Please filter the data below down to the lines holding the string "instance".
***
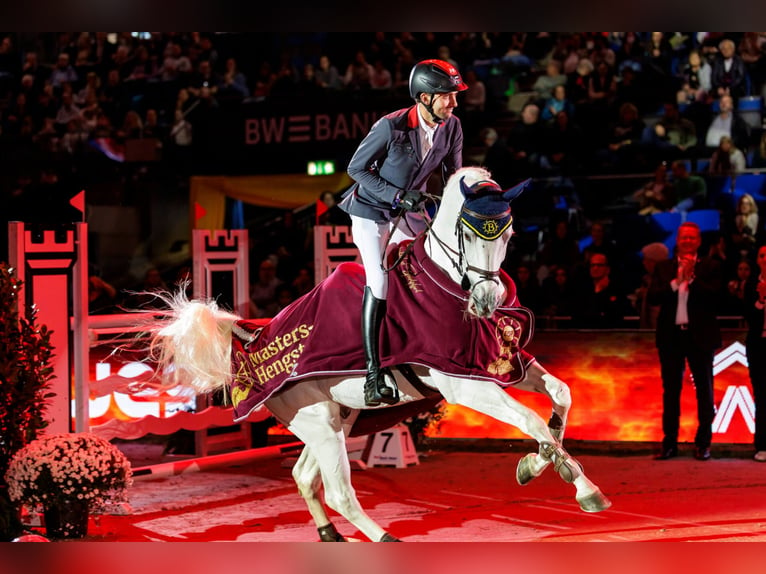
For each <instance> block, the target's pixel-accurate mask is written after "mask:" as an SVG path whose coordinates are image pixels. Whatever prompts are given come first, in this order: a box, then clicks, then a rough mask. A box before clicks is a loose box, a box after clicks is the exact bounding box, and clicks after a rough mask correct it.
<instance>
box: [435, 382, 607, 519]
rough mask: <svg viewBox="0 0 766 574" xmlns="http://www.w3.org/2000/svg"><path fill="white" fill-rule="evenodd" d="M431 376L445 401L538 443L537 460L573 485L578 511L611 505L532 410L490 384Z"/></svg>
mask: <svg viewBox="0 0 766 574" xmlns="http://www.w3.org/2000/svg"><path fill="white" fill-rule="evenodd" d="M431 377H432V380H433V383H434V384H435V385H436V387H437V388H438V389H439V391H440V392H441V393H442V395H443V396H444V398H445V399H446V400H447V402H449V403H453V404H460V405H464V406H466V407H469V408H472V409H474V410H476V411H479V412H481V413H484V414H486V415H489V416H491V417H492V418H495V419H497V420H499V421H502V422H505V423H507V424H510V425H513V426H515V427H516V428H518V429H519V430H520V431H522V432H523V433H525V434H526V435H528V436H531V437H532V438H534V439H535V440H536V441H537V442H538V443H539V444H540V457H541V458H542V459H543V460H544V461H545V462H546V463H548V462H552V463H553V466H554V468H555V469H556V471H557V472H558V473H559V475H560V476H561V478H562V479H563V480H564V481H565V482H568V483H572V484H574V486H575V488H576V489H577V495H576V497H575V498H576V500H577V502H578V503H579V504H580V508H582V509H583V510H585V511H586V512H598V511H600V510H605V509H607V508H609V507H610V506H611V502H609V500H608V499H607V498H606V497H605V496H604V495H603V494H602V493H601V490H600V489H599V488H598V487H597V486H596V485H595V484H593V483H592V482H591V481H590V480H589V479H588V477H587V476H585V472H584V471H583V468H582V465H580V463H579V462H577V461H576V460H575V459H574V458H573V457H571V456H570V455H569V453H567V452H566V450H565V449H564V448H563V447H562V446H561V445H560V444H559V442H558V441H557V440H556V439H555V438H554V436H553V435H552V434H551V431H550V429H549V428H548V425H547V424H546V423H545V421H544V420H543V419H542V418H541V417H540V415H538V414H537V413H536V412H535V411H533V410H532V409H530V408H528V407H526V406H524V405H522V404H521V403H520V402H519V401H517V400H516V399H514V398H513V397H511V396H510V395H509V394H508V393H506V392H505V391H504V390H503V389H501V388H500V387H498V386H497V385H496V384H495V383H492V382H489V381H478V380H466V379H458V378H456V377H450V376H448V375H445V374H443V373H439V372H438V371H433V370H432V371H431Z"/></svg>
***
Solution to the problem:
For each <instance> block, the target's pixel-accurate mask is written after "mask:" as an SVG path whose coordinates are image pixels. Whatever prompts are given come first, in this order: a box, then clicks, then a rough mask. A box before clicks is a loose box, a box after clicks is the exact bounding box, and clicks after a rough mask correct it.
<instance>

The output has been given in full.